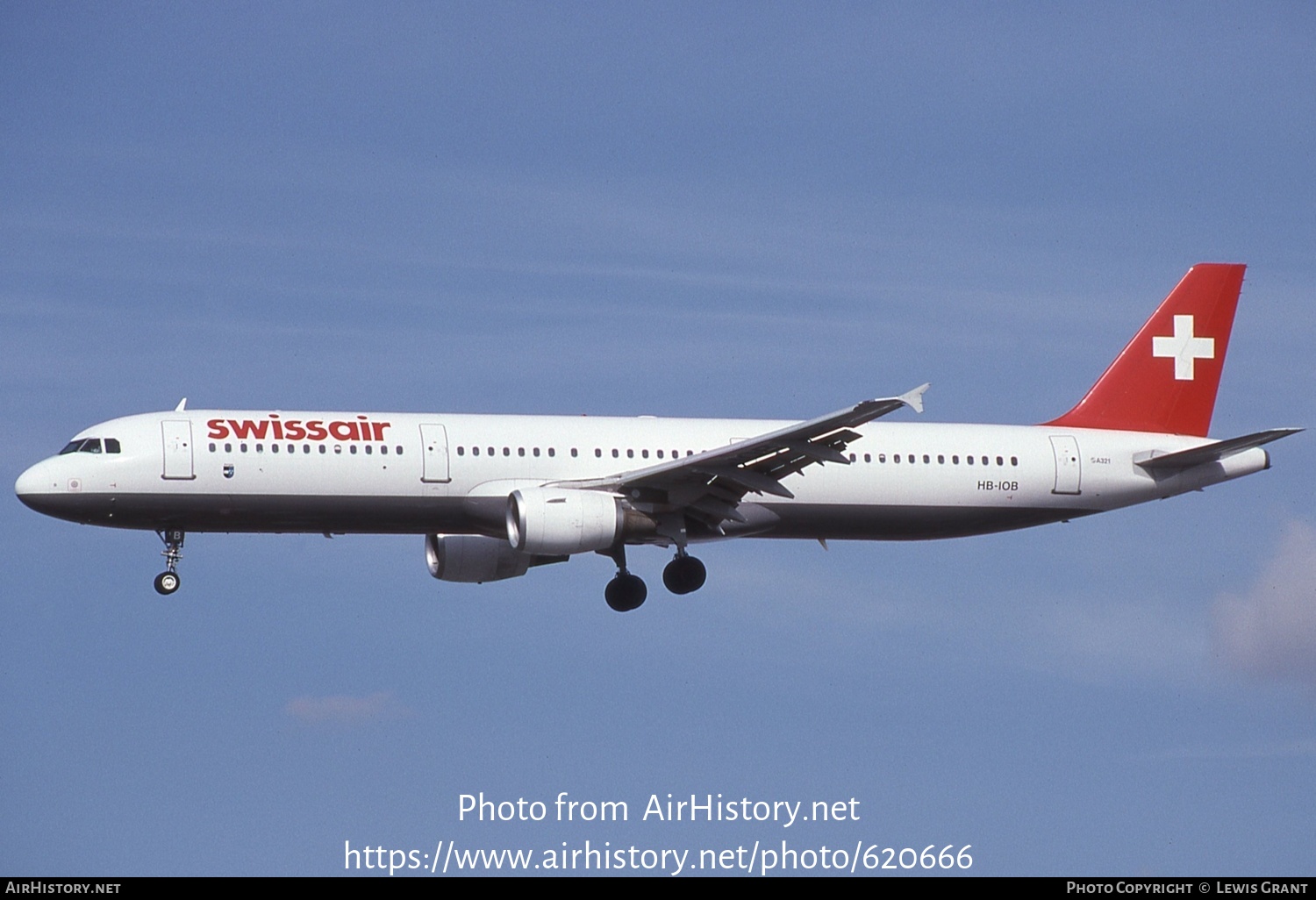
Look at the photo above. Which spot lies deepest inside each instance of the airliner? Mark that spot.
(497, 495)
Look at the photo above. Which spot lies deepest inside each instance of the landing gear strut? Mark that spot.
(684, 574)
(624, 591)
(168, 581)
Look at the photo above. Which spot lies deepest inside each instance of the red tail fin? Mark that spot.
(1166, 378)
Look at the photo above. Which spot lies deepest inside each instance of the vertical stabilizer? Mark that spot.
(1166, 378)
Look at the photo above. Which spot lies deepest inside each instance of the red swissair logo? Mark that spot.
(294, 429)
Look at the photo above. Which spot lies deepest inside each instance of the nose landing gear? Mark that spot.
(168, 581)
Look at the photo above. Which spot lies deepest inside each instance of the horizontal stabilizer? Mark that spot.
(1215, 452)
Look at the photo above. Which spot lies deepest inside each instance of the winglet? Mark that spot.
(913, 399)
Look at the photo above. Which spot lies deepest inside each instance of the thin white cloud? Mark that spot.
(1270, 631)
(344, 710)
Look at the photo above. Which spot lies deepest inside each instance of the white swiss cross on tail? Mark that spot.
(1184, 347)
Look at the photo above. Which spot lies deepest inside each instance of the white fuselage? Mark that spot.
(424, 474)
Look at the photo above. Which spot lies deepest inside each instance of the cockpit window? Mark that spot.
(89, 445)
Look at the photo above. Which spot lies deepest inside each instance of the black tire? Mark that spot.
(684, 575)
(626, 592)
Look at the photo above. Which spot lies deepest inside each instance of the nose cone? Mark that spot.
(37, 484)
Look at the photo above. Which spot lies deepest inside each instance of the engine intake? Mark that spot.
(476, 558)
(562, 520)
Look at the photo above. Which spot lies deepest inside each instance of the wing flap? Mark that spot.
(710, 486)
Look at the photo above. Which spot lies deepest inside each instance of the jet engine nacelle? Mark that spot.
(473, 558)
(562, 520)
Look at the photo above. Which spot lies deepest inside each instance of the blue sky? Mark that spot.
(712, 210)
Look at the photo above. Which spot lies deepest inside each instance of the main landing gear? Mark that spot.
(168, 581)
(684, 574)
(626, 591)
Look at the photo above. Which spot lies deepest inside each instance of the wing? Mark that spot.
(710, 486)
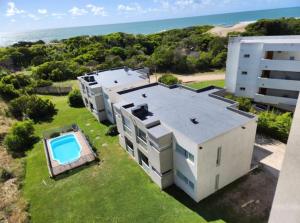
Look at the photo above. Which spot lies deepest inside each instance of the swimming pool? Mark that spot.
(65, 149)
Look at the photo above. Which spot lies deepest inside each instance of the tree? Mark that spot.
(20, 137)
(75, 98)
(33, 107)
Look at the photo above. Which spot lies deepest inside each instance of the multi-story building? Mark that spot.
(98, 89)
(265, 68)
(195, 139)
(286, 204)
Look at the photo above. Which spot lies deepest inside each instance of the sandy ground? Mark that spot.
(223, 31)
(194, 77)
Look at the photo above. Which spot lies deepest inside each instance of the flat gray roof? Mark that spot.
(117, 77)
(177, 106)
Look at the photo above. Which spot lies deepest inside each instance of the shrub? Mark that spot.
(32, 106)
(275, 125)
(54, 134)
(112, 130)
(20, 137)
(75, 98)
(4, 175)
(8, 92)
(168, 79)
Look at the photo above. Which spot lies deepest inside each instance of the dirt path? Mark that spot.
(194, 77)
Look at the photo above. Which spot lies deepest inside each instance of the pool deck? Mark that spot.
(86, 155)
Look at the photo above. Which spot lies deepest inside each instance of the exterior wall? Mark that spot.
(185, 166)
(285, 63)
(286, 204)
(236, 153)
(161, 160)
(251, 66)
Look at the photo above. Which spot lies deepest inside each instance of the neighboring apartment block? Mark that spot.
(286, 204)
(195, 139)
(98, 89)
(265, 68)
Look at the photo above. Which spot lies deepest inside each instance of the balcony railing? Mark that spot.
(142, 142)
(145, 166)
(127, 129)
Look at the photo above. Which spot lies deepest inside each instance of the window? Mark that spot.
(142, 135)
(184, 153)
(105, 96)
(219, 156)
(91, 106)
(217, 181)
(185, 179)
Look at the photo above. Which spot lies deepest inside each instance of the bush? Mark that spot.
(245, 104)
(112, 130)
(4, 175)
(275, 125)
(20, 137)
(33, 107)
(168, 79)
(75, 99)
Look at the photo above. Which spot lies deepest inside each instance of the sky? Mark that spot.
(21, 15)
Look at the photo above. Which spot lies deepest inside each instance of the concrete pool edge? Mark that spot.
(59, 137)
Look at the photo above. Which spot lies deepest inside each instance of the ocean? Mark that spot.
(147, 27)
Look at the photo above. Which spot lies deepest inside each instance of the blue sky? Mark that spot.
(19, 15)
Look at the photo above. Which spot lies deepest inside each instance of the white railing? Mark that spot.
(142, 142)
(145, 166)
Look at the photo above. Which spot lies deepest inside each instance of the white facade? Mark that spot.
(98, 89)
(266, 69)
(200, 162)
(286, 204)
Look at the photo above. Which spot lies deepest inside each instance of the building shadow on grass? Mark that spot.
(247, 200)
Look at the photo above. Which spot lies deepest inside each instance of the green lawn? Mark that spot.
(203, 84)
(116, 190)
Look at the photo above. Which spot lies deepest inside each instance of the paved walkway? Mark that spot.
(269, 152)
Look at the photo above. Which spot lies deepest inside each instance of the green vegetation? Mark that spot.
(4, 175)
(115, 190)
(20, 137)
(33, 107)
(203, 84)
(75, 98)
(275, 125)
(112, 131)
(168, 79)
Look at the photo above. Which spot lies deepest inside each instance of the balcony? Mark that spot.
(141, 142)
(284, 84)
(145, 166)
(280, 65)
(274, 100)
(127, 130)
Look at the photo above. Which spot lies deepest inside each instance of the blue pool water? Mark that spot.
(65, 149)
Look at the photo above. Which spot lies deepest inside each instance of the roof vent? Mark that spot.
(194, 121)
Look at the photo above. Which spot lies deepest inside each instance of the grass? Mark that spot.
(116, 190)
(71, 83)
(203, 84)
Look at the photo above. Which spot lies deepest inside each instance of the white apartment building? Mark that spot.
(265, 68)
(195, 139)
(98, 89)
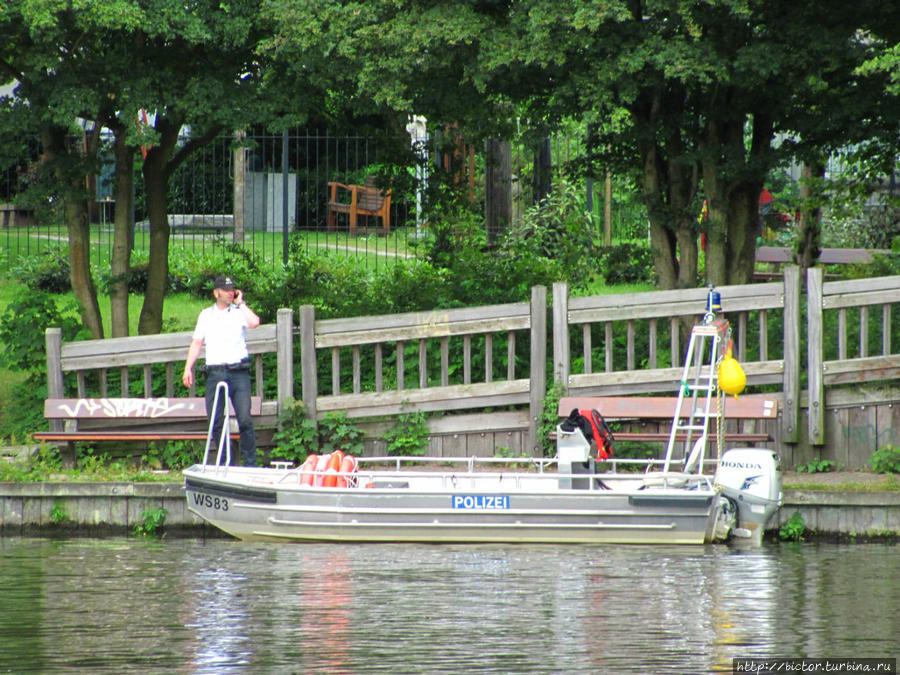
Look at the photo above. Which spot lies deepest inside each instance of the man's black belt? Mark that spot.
(243, 364)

┄┄┄┄┄┄┄┄┄┄┄┄┄┄┄┄┄┄┄┄

● **EXERCISE OBJECTIVE**:
An exact copy of the entries above is required, with the pictures left out.

● **ANSWER TO THE EXERCISE**:
Look at the photo above. Which spot lies deepest inside each instance of the airliner? Mark that spot.
(497, 495)
Look at the photo above. Which spot lies deepest inside each instance of the landing gear strut? Mark that spot.
(684, 574)
(624, 591)
(168, 581)
Look at the photo above. Which spot lies deepest inside each instance of the red tail fin? Mark that spot.
(1166, 378)
Look at the photo above. Which spot lies deepest inside each instance of the vertical stabilizer? Mark that spot.
(1166, 378)
Look at the photo above. Which spot lies deepest inside each instance of the red swissair logo? Mark that spot.
(294, 429)
Look at the photo above. Which spot lies deepest inside each instance of the nose landing gear? Mark that spot.
(168, 581)
Look at the photo above. Which spot lies deepest inside each instance of the horizontal stabilizer? Mark that spot.
(1215, 452)
Look at the photo above. Which spot lies deepest inside each instance of the winglet? Mark that spot.
(913, 399)
Look at the photo above. Which spot lies deepest inside each instance of the thin white cloud? Mark that spot.
(1270, 631)
(344, 710)
Look at the photo above. Which spot lies deepest inside each instance of the white swiss cross on tail? Mark that spot.
(1184, 347)
Look at the photo above. Which spot lies deepest inside each instance of the white fuselage? Mark that spot.
(424, 474)
Look at the photo above. Which spot lies deepest inside each instance of the cockpit window? Mark that spot.
(89, 445)
Look at the photo above. Which spot lies deepest inside each instance of the black tire? Mark that spot.
(684, 575)
(626, 592)
Look at the photo above. Which spot lies deepest inside each instance of the nose cone? Mark that spot.
(37, 484)
Look at the photo above. Which spot lies deepest inside each instance of the engine intake? Mark that spot.
(476, 558)
(562, 520)
Look at the photo above. Which spot lies deepest inside each instance of the wing flap? Mark that spot.
(710, 486)
Look at the photo above. Which spot lies deepest inside each instance of the jet engine nacelle? Mark that spot.
(473, 558)
(562, 520)
Look at the photo above. Which spot lies deepest inside each instance of the blue sky? Mark that spot.
(712, 210)
Look at the photo above. Which spot lies deepest inside each instance of the main landing gear? Mark that spot.
(168, 581)
(684, 574)
(626, 591)
Look at the photo above. Which spot lies deepest inside each instance of the wing? Mark that spot.
(710, 486)
Look at the photo above. Which spot lies deepest inside each instance of the swimming pool? Mark that spot.
(65, 149)
Look at the photo above. Which spot lies deepest inside each instance of the tree? Mark that spot.
(20, 137)
(75, 98)
(33, 107)
Look at the photo above. Which spot lies deepest inside each instance of the multi-story building? Mark that spot.
(98, 89)
(265, 68)
(195, 139)
(286, 204)
Look at the photo above. Which spot lies deepest inside each instance of the sandy ground? Mark that spot.
(223, 31)
(194, 77)
Look at the photo above. Which spot lies deepest inside each instance of the flat gray roof? Mark that spot.
(117, 77)
(177, 106)
Look at the photo above. Which spot lies deepest inside each instance of the shrub? Mark that spot.
(32, 106)
(275, 125)
(54, 134)
(112, 130)
(20, 137)
(75, 98)
(4, 175)
(8, 92)
(168, 79)
Look at the photo above. Which spot lies deepest inside each instance of the dirt path? Mark that spot.
(194, 77)
Look at the photo above. Which spot lies deepest inside each instance of the pool deck? Mark that spot.
(86, 155)
Look at the photo above. Which spot lies deepest inside each instance of the exterior wall? Mark that spot.
(185, 166)
(285, 63)
(286, 204)
(236, 153)
(161, 160)
(251, 66)
Look at the photo above. Which spot lies deepest inside each instance of the neighboring apartment block? Mark that spot.
(286, 204)
(195, 139)
(98, 89)
(265, 68)
Look at the photo above. Which spot lies deepest inside each instance of the balcony railing? Mark that spot.
(142, 142)
(145, 166)
(127, 129)
Look at the photo above. Which spot lies deepest inside each instance of the window? Mark that spot.
(142, 135)
(184, 153)
(105, 96)
(219, 156)
(91, 106)
(217, 181)
(185, 179)
Look at the photo above. Which spot lies deepest inside each instance of the bush? Mark that spot.
(245, 104)
(112, 130)
(4, 175)
(275, 125)
(20, 137)
(33, 107)
(168, 79)
(75, 99)
Look at the photo above. Which spot lies deepest inside each instance of the sky? Mark that spot.
(21, 15)
Look at the photo above. Which spot lies deepest inside each instance of the concrete pool edge? Mark that spot.
(59, 137)
Look at the photo above. Which spot lies deepest inside each instance of the ocean? Mark that spot.
(147, 27)
Look at the photo above. Which spot lies deepest inside each instance of the blue sky? Mark that spot.
(19, 15)
Look at the photo above. Which spot lies deepest inside each instance of the white railing? Mark that spot.
(142, 142)
(145, 166)
Look at the photo above. Which spot lies deepest inside each instance of the white facade? Mark that spot.
(98, 89)
(266, 69)
(200, 162)
(286, 204)
Look at the photo above. Which spot lies deepest inside each instance of the building shadow on grass? Mark that spot.
(247, 200)
Look at the photo above. Which spot lies deepest inside each instance of the green lawn? Mark that spot.
(203, 84)
(116, 190)
Look at the photo above. Which spot lies deepest inside each instance of the paved walkway? Mark that spot.
(269, 152)
Look at the photo above. Which spot lies deepest inside each instance of the green vegetation? Mark that spot.
(4, 175)
(115, 190)
(20, 137)
(33, 107)
(203, 84)
(75, 98)
(275, 125)
(112, 131)
(168, 79)
Look at the photo above. Which spot lies deepest inside each instance of the balcony? Mark that spot.
(141, 142)
(284, 84)
(145, 166)
(280, 65)
(274, 100)
(127, 130)
Look at the photo above. Which spot lies deepest inside each instance of the blue pool water? Mark that spot.
(65, 149)
Look at the photo above. Which spot lies deepest inside each instance of the roof vent? Mark that spot.
(194, 121)
Look at the photo above. Which spot lies deepest inside each instance of the grass? Mark that spot.
(116, 190)
(71, 83)
(203, 84)
Look at the photo above. Which spot lies deepest inside each instance of the white apartment building? Mark that spot.
(265, 68)
(195, 139)
(98, 89)
Look at the photo above. Which spot lies deepest inside each instance of the man's black belt? Mark that spot.
(243, 364)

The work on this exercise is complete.